Extrait:
Le Médiateur de Radio France reçoit les remarques des auditeurs de « Secrets d’Info »: une fois par mois, les journalistes de la cellule Investigations de Radio France répondent aux interrogations et aux critiques.

 

Projet Daphne : après les révélations, quelles réactions ?

► par  Benoît Collombat

The Daphne Project : "Ils ont tué la journaliste. Pas ses enquêtes" © Radio France / Forbidden stories

The Daphne Project : « Ils ont tué la journaliste. Pas ses enquêtes » © Radio France / Forbidden stories

18 médias internationaux, dont Radio France et son équipe Investigations, ont repris l’enquête de cette journaliste maltaise assassinée, vraisemblablement, parce qu’elle s’intéressait de trop près aux pratiques douteuses, voire mafieuses, du gouvernement de Malte. Des auditeurs vous félicitent d’avoir poursuivi cette enquête. Axelle nous écrit : « Bravo pour le remarquable travail que vous faites dans cette affaire. Votre cause est noble. Vous œuvrez pour le bien public ». A l’inverse, il y a tous ces auditeurs, fâchés, par, une fois encore, l’absence de réactions concrètes de l’Union européenne. « Une journaliste assassinée, des ministres et leurs proches corrompus, pourquoi l’Union européenne ne réagit-elle pas ? », vous demande Romain.

Entrées de la collection:
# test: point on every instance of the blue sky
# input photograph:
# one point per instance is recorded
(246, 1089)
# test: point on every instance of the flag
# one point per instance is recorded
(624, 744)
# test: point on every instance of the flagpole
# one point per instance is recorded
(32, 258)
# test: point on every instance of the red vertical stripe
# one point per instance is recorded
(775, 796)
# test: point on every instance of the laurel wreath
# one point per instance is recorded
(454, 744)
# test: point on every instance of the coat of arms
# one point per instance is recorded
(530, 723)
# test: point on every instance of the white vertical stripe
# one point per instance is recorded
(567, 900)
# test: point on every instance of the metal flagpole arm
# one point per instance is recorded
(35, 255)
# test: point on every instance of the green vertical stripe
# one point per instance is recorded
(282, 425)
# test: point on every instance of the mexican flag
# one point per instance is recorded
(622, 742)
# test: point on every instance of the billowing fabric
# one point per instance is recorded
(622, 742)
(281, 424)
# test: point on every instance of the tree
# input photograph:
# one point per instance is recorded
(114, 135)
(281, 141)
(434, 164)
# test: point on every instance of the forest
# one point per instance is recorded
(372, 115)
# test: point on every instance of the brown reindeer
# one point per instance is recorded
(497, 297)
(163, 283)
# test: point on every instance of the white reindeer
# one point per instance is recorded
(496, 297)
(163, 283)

Série de tâches:
**a.** Relevez tous les noms et prénoms de personnes qui figurent dans l'extrait, en laissant de côté le nom du projet.
**b.** Traduisez en anglais cette phrase de l'extrait : « Des auditeurs vous félicitent d’avoir poursuivi cette enquête. »
**c.** Reproduisez fidèlement le passage de l'extrait qui commence par « Le Médiateur de » et va jusqu'à « quelles réactions ? ».

Corrigé par tâche:
**a.** Benoît Collombat, Axelle, Romain

**b.** Some listeners congratulate you on having continued this investigation.

**c.**
Le Médiateur de Radio France reçoit les remarques des auditeurs de « Secrets d’Info »: une fois par mois, les journalistes de la cellule Investigations de Radio France répondent aux interrogations et aux critiques.

 

Projet Daphne : après les révélations, quelles réactions ?